[Source data]
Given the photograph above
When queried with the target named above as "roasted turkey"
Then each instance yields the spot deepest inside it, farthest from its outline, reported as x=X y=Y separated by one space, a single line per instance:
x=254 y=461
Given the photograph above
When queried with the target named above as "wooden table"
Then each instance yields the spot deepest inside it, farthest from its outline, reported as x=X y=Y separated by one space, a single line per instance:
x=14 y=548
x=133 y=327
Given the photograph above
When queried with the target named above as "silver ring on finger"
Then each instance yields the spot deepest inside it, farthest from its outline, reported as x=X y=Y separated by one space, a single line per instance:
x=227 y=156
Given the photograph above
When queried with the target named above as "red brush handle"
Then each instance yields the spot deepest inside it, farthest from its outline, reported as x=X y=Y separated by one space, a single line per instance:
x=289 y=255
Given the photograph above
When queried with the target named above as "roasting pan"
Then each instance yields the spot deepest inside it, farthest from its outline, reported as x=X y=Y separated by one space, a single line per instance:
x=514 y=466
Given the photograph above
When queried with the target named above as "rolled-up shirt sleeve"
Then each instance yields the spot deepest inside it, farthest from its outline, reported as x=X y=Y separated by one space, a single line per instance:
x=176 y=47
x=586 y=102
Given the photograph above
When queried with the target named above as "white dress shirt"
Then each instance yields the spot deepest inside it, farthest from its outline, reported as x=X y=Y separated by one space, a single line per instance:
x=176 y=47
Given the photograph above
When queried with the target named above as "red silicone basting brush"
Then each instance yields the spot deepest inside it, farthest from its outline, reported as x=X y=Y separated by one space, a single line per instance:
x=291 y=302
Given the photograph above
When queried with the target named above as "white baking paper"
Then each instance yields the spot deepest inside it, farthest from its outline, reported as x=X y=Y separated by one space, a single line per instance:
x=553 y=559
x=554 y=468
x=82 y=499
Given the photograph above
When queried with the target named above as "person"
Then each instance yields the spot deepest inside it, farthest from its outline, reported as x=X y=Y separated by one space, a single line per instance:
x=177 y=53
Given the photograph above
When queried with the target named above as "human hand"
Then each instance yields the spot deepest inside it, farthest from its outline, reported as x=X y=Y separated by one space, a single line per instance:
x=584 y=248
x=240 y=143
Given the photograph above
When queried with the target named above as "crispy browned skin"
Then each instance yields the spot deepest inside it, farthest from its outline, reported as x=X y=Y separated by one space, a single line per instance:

» SET PROBLEM:
Recast every line of the data above as a Markdown table with the columns "No." and "Line," numbering the rows in order and omitting any blank lines.

» SOLUTION FOR THIS PROBLEM:
| No. | Line |
|---|---|
| 1 | Given the photograph above |
| 2 | When queried with the target named above as "roasted turkey" |
| 3 | Then each instance yields the spot deepest inside it, farthest from its outline, reported as x=X y=Y separated by one space, a single line per instance: |
| 4 | x=254 y=461 |
| 5 | Given the photograph above |
| 6 | When queried with the target named above as "wooden table" |
| 7 | Then each instance yields the spot deepest inside it, farthest from its outline, reported as x=X y=Y separated by one space, a single line per instance: |
| 8 | x=14 y=548 |
| 9 | x=133 y=327 |
| 10 | Given the photograph above |
| 11 | When queried with the target named above as "silver ring on finger" |
| 12 | Then each instance yields the spot deepest inside it, farthest from its outline, reported as x=X y=Y separated by one space, a single line per instance: |
| 13 | x=227 y=156 |
| 14 | Given the photograph above |
| 15 | When queried with the target named above as "red brush handle" |
| 16 | Then each instance yields the spot deepest inside it, farthest from its outline, reported as x=X y=Y separated by one space, a single line per instance: |
| 17 | x=289 y=255 |
| 18 | Given the photograph above |
| 19 | When queried with the target named above as "roasting pan" |
| 20 | Then each instance yields the spot deepest inside it, farthest from its outline, reported as x=X y=Y separated by one space, a single line per instance: |
| 21 | x=514 y=466 |
| 22 | Given the photograph above |
| 23 | When queried with the target named above as "rolled-up shirt sleeve" |
| 24 | Then each instance yields the spot deepest inside it, farthest from its outline, reported as x=X y=Y separated by one space, a single line per instance: |
| 25 | x=176 y=47 |
| 26 | x=586 y=102 |
| 27 | Given the photograph above |
| 28 | When queried with the target named above as "white dress shirt" |
| 29 | Then each instance yields the spot deepest inside it, farthest from its outline, reported as x=X y=Y separated by one space, a single line per instance: |
| 30 | x=176 y=47 |
| 31 | Given the photograph above |
| 32 | When queried with the target named above as "red silicone basting brush" |
| 33 | Then each instance yields the spot deepest inside it, farthest from its outline, reported as x=X y=Y separated by one space, a single line per instance: |
| 34 | x=291 y=302 |
| 35 | Given the photograph above |
| 36 | When queried with the target named above as "white baking paper" |
| 37 | Then each instance yields the spot deepest inside it, farthest from its outline, reported as x=X y=Y separated by one space, a single line per instance: |
| 38 | x=553 y=559 |
| 39 | x=554 y=468 |
| 40 | x=82 y=499 |
| 41 | Given the photograph above |
| 42 | When queried with the target named above as "person" |
| 43 | Then each instance yields the spot deepest inside it, farthest from its outline, reported as x=X y=Y separated by one space, a single line per instance: |
| 44 | x=177 y=53 |
| 45 | Given the photograph above |
| 46 | When queried with the target named above as "human hand" |
| 47 | Then each instance yields the spot deepest inside it, farthest from its outline, reported as x=X y=Y separated by one space, a single line per instance: |
| 48 | x=584 y=248 |
| 49 | x=240 y=143 |
| 50 | Given the photograph above |
| 51 | When queried with the target named above as "crispy browned skin" |
| 52 | Then each instance yields the spot deepest inside it, farthest from its outline, reported as x=X y=Y separated by one space, a single line per instance: |